Ilusion (Cabernet Sauvignon Rosé) — Named for the surprise of it: who makes a rosé from Napa Cab? Gerry does, using a saignée method from Rutherford and mountain fruit. The result is deeper in color, richer in body, and genuinely distinctive. If you’ve only had Provençal-style rosé, this will reframe what the category can be.
Delicado (Pinot Noir) — “Delicate,” because Pinot Noir is a delicate wine to make. Sourced from Carneros, cold soaked for two days, native fermentation started and then finished with commercial yeast. Bright strawberry, white pepper, a hint of sage, and black cherry in the finish. I told Gerry I usually find Carneros Pinot over-extracted. This one is not. Fruit-forward but restrained.
Triunfo (Tempranillo) — “Triumph.” One of the only Napa Tempranillos in existence, sourced from Jack Barossa at Selena Winery in St. Helena. Gerry makes 75 cases. Seventy-five. The wine earned a 92 from competition judges and a double take from me when I tried it: silky tannins, plush fruit, hibiscus on the nose, and a finish that keeps going. Pair it with anything spiced — Mexican food, Indian food, a good carne asada. This is the one to know.
Pasión (Cabernet Sauvignon) — From Alexander Valley, sourced through a connection Gerry made during his Artesa years. Hibiscus again on the nose — Gerry says it’s an Alexander Valley thing — with cherry, a grounding herbaceousness, and soft, well-integrated tannins. Aged 24+ months in French oak, medium-plus toast. The finish is long and elegant. At $85, it’s a genuine value for what’s in the glass.
Harmony (Red Blend) — The flagship. A blend of Alicante Bouschet, Zinfandel, Petit Verdot, and Merlot, sourced through Bob Biale from the Pagani family in Sonoma. Alicante is an enormous, deeply pigmented grape — bright red all the way through — and it gives this wine an inky color and a richness that earned it double gold on its first release. 75 cases made. $100.
The Tasting Experience
Vinos Unidos tastes out of a charming space inside the Old Napa Tannery — a shared tasting room that has nothing to do with a traditional winery visit and everything to do with what a good tasting should actually feel like. It’s intimate, unhurried, and full of personality.
You’re tasting with the person who made the wine. Jerry and his brother pour. There’s no front-of-house script, no upsell, no rush. If you’ve done enough Napa tastings where you feel like a transaction, this is the antidote.
Tastings run $45–$60 depending on the selection, with optional charcuterie boards. They can accommodate groups up to 16.

Assigned task A: What is the largest group size the tastings can accommodate, according to the Vinos Unidos text?
Assigned task B: Carry on the Vinos Unidos text from its last sentence.

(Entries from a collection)
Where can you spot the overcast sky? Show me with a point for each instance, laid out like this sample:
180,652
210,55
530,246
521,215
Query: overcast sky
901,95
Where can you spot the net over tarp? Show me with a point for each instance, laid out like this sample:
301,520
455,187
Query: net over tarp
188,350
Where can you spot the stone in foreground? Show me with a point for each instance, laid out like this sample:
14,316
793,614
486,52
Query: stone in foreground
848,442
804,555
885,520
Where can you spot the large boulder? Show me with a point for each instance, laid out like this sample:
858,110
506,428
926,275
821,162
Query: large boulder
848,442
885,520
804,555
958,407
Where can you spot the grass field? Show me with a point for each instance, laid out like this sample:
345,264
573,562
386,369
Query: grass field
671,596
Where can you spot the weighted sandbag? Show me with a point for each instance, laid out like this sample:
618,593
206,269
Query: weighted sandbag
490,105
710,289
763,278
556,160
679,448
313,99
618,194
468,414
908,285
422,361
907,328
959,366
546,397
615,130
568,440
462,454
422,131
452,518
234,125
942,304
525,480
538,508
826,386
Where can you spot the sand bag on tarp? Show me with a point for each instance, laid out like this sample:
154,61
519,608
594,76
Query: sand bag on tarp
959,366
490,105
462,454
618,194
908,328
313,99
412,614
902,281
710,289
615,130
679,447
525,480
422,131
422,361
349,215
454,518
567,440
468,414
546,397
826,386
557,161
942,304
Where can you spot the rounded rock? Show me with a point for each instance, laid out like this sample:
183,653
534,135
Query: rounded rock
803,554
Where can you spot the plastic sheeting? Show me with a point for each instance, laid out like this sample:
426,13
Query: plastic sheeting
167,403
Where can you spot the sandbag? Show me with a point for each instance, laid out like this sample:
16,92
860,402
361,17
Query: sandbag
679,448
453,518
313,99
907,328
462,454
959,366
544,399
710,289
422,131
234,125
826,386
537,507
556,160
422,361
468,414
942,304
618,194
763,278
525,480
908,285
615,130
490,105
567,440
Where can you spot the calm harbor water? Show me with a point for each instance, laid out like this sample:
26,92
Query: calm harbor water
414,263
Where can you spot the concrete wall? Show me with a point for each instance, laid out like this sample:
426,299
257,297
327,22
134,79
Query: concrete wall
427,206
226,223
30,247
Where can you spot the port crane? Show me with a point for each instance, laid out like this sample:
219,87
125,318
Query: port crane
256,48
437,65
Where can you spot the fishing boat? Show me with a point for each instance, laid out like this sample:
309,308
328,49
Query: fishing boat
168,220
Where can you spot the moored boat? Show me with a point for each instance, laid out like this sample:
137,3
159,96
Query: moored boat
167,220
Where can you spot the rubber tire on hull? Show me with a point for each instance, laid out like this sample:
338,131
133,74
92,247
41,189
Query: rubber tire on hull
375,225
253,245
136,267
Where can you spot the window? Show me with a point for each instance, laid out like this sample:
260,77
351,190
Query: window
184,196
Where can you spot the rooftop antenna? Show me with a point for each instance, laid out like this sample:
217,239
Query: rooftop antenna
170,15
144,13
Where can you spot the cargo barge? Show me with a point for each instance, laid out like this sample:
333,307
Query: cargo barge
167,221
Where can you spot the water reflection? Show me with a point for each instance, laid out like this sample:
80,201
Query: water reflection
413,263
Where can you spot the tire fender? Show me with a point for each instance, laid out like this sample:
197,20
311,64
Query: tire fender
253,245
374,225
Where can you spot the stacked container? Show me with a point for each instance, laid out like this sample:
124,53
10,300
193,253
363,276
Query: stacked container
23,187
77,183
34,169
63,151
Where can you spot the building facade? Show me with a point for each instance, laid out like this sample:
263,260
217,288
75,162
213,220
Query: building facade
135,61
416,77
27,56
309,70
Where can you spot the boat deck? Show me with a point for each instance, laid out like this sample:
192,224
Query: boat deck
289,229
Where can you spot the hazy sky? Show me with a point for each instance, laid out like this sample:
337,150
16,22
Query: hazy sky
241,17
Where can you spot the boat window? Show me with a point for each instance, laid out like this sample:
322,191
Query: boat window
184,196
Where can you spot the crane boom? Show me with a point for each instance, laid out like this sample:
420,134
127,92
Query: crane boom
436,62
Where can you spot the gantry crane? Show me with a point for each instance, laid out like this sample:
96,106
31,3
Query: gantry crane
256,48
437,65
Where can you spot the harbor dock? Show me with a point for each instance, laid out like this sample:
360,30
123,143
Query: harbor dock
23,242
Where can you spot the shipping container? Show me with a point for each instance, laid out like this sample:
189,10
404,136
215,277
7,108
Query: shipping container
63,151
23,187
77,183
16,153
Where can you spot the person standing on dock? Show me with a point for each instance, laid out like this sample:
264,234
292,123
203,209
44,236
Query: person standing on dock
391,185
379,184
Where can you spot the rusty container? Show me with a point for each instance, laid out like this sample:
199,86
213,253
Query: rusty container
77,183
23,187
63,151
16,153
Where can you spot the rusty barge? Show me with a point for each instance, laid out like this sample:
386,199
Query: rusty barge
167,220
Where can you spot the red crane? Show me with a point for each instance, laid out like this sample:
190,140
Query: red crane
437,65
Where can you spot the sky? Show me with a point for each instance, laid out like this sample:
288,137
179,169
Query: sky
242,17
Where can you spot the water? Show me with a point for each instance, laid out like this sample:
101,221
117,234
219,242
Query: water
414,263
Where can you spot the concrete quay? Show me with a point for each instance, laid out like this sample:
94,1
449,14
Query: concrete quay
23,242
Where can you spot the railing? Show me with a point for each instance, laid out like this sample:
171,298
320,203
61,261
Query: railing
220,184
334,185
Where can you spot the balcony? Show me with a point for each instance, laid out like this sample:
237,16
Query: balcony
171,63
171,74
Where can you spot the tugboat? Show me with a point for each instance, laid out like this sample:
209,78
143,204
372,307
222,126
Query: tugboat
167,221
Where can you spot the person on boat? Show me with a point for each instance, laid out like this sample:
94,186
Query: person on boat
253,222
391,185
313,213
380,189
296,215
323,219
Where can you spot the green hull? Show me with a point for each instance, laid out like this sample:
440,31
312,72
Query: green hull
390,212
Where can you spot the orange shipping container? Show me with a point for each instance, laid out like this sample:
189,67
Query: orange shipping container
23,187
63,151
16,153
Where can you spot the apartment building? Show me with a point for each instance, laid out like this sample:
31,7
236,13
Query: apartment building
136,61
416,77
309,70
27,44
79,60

Exercise answer A: Groups of up to 16.

Exercise answer B:
Through the end of May, 2026, they’re hosting free open houses every Saturday from 3–5pm — no reservation needed, just stop in and get acquainted.
Who This Is For
Vinos Unidos is for the wine lover who’s tired of tasting rooms that feel like retail experiences. It’s for the person who wants to understand what’s in their glass and hear it from the person who made it. It’s for the collector who wants to find something genuinely rare — 75 cases of Napa Tempranillo, anyone? — before everyone else does.
It’s also for anyone who believes, as I do, that the best bottles aren’t the ones with the biggest marketing budgets. They’re the ones made by someone who has been putting their soul into this for nearly four decades, who still gets excited describing the hibiscus notes in a Cab from Alexander Valley, and who learned everything he knows by crashing a party on a hill in Rutherford.
Paige’s Verdict
Vinos Unidos is the kind of discovery I live for. Small production, multicultural roots, wines priced honestly, and a winemaker who has more stories than I have room to tell. The Tempranillo and the Harmonia are the bottles to start with. The Chardonnay surprised me most. The Cab Rosé will convert anyone who thinks rosé has to be pale pink and Provençal.
Book a tasting. Go on a Saturday. Ask Gerry about Tempranillo. He’ll talk for a while. That’s the point.
Practical Information
Location:68 Coombs Street, Unit L5, Napa, CA
Tastings: $45–$75 depending on selection and add-ons. Reservations recommended.
Wine Club: Available. Members receive priority access to limited releases including Tempranillo and Harmonia.